PARTS OF THE EXERCISE =
1) Answer these questions from the article on Payson school bus drivers:
(a) What hourly pay does the district offer, and what do other commercial truck drivers in Payson earn?
(b) How many hours of classroom time and behind-the-wheel time does the state-required training include?
(c) How much will the districtwide salary study cost?
2) In the article on Payson school bus drivers, rewrite the part that opens with the words containing "Drivers have to" and closes with "a commercial license.", replacing "classroom" with "lecture".
3) Continue the article on Payson school bus drivers from its last sentence.

BEGIN TEXT BLOCK

Emily Wilson, who volunteers at Payson Elementary School, said she happened to ride on the bus of one of the drivers who quit recently. “It was just crazy on that bus — even with me on there.”
The district lost one driver after she allegedly got drunk and crashed a bus into a tree. Several children were injured and she was arrested for driving under the influence.
Drivers have to get a commercial drivers license and undergo extra training. The district pays about $12 an hour, compared to pay of about $18 an hour for other commercial truck drivers in Payson — including drivers for garbage trucks.
The average age of a Payson bus driver is about 55 — so most are retired from other careers. They undergo training that totals 15 hours of classroom time and 20 hours behind the wheel, which is required by state law.
Manning said they’ll put one of the aides on the route that goes all the way to Gisela, with others on two routes that have reported discipline problems in the past.
The board earlier in the meeting also agreed to hire a consulting firm to do a $15,000 salary study districtwide. Underwood asked Rentz to make sure the study compares bus drivers’ salaries not only to other districts, but to other jobs requiring a commercial license.
“I imagine the salary study will cover that,” Manning said. “Bus driver pay is a reason there’s a shortage of bus drivers. You can’t compete with Amazon deliveries or long-haul truckers. But we can include other bus drivers in our study.”

END TEXT BLOCK
BEGIN EXTRACTED RECORDS

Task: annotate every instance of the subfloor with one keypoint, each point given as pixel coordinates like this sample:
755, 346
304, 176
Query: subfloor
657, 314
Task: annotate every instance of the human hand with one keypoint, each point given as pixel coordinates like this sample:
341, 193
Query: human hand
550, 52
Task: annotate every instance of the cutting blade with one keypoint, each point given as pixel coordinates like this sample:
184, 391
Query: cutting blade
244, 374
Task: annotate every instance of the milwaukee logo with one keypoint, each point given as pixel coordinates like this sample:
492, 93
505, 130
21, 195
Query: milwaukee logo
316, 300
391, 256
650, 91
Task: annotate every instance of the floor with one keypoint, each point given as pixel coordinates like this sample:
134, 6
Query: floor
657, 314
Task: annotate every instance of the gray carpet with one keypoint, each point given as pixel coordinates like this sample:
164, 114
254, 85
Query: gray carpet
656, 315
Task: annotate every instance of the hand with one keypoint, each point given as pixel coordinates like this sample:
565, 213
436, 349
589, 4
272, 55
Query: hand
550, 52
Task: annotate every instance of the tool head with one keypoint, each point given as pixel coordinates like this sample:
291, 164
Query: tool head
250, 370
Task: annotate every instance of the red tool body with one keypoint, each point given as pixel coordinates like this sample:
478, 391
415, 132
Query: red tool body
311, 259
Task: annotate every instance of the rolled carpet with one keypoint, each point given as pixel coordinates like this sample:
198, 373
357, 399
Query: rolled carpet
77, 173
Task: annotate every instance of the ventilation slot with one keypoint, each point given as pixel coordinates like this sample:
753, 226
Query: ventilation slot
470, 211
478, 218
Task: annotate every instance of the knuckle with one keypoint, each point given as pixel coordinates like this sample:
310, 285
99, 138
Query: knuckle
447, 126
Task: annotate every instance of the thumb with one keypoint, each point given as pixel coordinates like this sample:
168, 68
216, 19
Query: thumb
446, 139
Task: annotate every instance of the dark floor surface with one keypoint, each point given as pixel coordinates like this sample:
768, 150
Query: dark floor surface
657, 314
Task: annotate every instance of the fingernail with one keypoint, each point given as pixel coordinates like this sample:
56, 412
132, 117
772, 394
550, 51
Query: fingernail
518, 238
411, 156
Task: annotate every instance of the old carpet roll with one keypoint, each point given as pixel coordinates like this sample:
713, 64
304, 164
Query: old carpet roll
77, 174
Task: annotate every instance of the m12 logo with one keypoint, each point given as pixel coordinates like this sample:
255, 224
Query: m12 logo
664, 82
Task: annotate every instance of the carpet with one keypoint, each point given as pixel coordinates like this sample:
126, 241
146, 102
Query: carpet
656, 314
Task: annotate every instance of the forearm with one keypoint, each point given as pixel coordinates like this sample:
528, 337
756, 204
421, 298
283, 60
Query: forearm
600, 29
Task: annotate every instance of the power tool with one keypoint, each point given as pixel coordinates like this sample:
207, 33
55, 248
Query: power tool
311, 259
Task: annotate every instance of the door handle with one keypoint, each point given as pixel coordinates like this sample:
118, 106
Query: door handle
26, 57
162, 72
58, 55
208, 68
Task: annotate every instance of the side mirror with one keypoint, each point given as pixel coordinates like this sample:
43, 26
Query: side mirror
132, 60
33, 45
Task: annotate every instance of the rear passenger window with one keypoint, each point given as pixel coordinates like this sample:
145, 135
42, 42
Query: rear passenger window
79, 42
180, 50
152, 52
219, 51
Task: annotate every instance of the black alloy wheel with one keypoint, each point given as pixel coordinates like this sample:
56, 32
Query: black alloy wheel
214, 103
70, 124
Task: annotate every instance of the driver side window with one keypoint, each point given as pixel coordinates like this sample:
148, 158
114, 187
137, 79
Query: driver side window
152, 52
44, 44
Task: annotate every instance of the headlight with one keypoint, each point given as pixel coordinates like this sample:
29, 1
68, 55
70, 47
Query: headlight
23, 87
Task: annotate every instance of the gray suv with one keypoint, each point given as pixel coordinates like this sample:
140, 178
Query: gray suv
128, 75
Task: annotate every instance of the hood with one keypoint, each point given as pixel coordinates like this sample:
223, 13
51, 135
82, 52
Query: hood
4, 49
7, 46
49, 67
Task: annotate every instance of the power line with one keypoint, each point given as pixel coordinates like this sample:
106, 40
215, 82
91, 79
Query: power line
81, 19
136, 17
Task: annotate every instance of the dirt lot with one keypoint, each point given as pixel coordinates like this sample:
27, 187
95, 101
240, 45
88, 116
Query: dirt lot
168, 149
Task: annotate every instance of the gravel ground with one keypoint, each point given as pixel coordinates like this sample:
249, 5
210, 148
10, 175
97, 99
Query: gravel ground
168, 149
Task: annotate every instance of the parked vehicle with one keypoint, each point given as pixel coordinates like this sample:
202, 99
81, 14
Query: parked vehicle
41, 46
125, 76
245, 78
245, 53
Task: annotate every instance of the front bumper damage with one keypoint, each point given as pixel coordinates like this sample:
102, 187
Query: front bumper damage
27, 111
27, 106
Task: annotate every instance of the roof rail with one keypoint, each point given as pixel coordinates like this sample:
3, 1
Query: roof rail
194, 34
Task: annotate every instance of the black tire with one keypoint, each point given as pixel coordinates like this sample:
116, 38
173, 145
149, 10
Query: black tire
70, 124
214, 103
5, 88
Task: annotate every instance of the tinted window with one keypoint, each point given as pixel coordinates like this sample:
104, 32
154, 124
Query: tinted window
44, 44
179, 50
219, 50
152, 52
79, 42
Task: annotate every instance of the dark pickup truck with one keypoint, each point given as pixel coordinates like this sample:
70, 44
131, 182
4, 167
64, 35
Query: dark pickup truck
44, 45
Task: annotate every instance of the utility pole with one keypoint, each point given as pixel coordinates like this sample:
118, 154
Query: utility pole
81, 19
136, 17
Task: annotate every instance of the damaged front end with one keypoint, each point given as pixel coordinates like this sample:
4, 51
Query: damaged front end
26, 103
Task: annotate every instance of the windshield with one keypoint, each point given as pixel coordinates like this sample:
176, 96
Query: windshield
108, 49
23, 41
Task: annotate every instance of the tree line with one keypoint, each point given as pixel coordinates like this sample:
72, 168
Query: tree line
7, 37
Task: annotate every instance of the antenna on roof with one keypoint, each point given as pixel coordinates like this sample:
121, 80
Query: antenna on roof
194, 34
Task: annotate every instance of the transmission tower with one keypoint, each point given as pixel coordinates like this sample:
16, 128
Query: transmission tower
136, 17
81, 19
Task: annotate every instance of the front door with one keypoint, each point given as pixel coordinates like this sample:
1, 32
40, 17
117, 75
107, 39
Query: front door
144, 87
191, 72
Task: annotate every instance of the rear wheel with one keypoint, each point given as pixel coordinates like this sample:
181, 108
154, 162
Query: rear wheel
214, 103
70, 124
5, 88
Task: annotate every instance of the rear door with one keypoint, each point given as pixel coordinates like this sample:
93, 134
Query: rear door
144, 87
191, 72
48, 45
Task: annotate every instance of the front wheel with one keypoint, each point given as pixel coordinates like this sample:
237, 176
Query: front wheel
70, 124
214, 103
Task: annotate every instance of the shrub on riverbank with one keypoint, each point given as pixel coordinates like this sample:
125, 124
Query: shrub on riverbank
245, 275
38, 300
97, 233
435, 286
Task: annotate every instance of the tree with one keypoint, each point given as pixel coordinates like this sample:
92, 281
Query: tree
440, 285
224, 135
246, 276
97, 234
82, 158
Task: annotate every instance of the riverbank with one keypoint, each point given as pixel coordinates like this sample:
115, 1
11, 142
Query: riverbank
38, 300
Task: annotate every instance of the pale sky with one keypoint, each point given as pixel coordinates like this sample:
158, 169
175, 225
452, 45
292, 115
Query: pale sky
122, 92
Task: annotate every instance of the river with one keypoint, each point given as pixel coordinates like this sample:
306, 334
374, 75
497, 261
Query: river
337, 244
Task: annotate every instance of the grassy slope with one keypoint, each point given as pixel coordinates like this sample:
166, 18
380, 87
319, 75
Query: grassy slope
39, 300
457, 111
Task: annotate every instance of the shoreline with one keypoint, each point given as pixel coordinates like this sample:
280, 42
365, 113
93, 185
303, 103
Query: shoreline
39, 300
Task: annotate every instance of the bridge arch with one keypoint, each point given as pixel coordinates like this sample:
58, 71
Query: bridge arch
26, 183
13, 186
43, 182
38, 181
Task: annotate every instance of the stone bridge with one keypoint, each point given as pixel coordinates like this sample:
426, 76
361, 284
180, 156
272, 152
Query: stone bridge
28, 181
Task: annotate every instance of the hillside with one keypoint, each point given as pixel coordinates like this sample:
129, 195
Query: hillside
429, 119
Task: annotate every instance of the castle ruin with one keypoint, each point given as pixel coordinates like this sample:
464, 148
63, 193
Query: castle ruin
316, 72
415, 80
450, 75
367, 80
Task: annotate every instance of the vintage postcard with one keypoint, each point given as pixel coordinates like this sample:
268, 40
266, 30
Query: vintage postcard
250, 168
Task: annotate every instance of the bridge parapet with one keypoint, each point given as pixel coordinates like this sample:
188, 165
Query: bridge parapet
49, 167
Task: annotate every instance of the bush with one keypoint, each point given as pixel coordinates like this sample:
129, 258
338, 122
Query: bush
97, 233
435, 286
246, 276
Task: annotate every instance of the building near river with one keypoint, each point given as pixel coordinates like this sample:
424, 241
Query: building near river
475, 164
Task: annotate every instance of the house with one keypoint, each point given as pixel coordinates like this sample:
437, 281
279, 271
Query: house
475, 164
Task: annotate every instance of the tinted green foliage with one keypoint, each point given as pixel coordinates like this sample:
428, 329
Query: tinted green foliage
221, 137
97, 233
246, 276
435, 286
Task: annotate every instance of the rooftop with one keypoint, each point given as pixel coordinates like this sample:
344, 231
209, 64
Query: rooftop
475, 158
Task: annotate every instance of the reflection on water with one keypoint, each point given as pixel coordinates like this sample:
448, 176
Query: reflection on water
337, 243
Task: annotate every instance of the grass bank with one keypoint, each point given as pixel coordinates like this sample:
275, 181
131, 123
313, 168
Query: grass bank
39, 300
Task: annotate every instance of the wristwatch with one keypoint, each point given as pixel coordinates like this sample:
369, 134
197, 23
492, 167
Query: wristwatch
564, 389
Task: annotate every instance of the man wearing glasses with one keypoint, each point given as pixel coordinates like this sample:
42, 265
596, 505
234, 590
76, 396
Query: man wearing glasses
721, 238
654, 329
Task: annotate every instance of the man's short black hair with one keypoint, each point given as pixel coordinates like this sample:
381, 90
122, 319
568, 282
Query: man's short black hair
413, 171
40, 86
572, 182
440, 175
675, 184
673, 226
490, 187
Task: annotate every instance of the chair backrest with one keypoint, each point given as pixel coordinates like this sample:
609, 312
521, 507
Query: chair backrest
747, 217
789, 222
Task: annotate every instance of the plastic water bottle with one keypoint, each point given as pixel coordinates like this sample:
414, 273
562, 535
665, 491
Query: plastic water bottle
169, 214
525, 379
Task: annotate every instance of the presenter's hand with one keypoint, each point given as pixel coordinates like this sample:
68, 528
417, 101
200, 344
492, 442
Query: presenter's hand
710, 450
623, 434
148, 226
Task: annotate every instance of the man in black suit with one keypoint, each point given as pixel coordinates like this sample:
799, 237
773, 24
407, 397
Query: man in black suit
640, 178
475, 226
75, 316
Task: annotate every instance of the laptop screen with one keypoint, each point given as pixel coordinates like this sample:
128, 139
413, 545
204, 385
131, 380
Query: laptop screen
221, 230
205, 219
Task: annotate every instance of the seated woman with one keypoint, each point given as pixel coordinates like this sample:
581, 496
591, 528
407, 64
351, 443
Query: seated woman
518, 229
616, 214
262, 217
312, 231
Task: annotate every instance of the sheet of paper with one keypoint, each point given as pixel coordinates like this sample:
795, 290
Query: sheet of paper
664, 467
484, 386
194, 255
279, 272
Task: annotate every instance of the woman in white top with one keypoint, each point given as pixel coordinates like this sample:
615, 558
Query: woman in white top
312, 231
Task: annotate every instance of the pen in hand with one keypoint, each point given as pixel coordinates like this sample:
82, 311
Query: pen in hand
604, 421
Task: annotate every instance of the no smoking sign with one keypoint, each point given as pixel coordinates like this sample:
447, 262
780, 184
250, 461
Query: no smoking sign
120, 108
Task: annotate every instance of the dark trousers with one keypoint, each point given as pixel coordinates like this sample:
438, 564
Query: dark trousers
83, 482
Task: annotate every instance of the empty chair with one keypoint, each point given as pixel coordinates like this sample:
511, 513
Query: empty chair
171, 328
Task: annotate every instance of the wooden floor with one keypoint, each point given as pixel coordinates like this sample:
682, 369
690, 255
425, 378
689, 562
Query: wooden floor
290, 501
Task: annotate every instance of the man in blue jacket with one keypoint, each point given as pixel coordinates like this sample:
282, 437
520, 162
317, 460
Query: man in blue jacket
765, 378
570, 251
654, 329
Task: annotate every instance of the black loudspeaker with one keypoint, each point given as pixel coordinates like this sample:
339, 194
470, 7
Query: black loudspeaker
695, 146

END EXTRACTED RECORDS

RESULTS FOR THE EXERCISE =
1)
(a) The district pays about $12 an hour. Other commercial truck drivers in Payson earn about $18 an hour.
(b) 15 hours of classroom time and 20 hours behind the wheel.
(c) $15,000.

2)
Drivers have to get a commercial drivers license and undergo extra training. The district pays about $12 an hour, compared to pay of about $18 an hour for other commercial truck drivers in Payson — including drivers for garbage trucks.
The average age of a Payson bus driver is about 55 — so most are retired from other careers. They undergo training that totals 15 hours of lecture time and 20 hours behind the wheel, which is required by state law.
Manning said they’ll put one of the aides on the route that goes all the way to Gisela, with others on two routes that have reported discipline problems in the past.
The board earlier in the meeting also agreed to hire a consulting firm to do a $15,000 salary study districtwide. Underwood asked Rentz to make sure the study compares bus drivers’ salaries not only to other districts, but to other jobs requiring a commercial license.

3)
Board member Sheila DeSchaaf said a signing bonus won’t solve the problem caused by low wages. She’s also the community development director for Payson and said recruitment bonuses for police officers had little effect until Payson raised salaries to match competing towns.
“That was the only thing that got us fully staffed,” she said.
Manning added, “Most of our drivers are at the end of their career and it’s more that they don’t want to deal with student discipline.”
She noted that even when the district made bus drivers eligible for benefits four years ago, it didn’t have much impact on recruitment and turnover.
“Well, a $700 bonus is a huge amount for just referring someone, I’ll be frank with you,” said Underwood.
The board ultimately agreed to first put the aides and student workers on the buses to see if that reduces bus driver turnover.
The board also hopes it can recruit more bus drivers after school starts and perhaps restore the two dropped routes, easing the morning and afternoon transportation crisis for people living within 1.5 mile of a campus.
Underwood said, “I am thankful we’re trying something different and I’m really hoping aides will help our bus drivers with why they’ve left.”
Transportation issues caused one other dustup before the meeting ended.
The board readily approved the recommendation to return Mark Henning to the $52,000 a year job running the transportation department he left several years ago. He was one of six applicants screened by a committee. However, Underwood pushed for a contract that offered 25 vacation days rather than the 33 days that has been standard for administrators.
She raised the issue at a previous meeting, saying many administrators couldn’t even use all their vacation days. The district doesn’t pay administrators for unused vacation days when they leave.
Other board members said they would have preferred to wait for the outcome of the salary study before reducing the vacation days one contract at a time.
“Since we’ve already adjusted the vacation days for a couple of contracts, a precedent has been set. But I would have liked to have waited,” said board member Jolynn Schinstock.
Board member Joanne Conlin said the district could always increase the vacation days when Henning’s contract renews next year if the salary study provides a justification.
However, DeSchaaf said the district shouldn’t change policies on things like vacations piecemeal.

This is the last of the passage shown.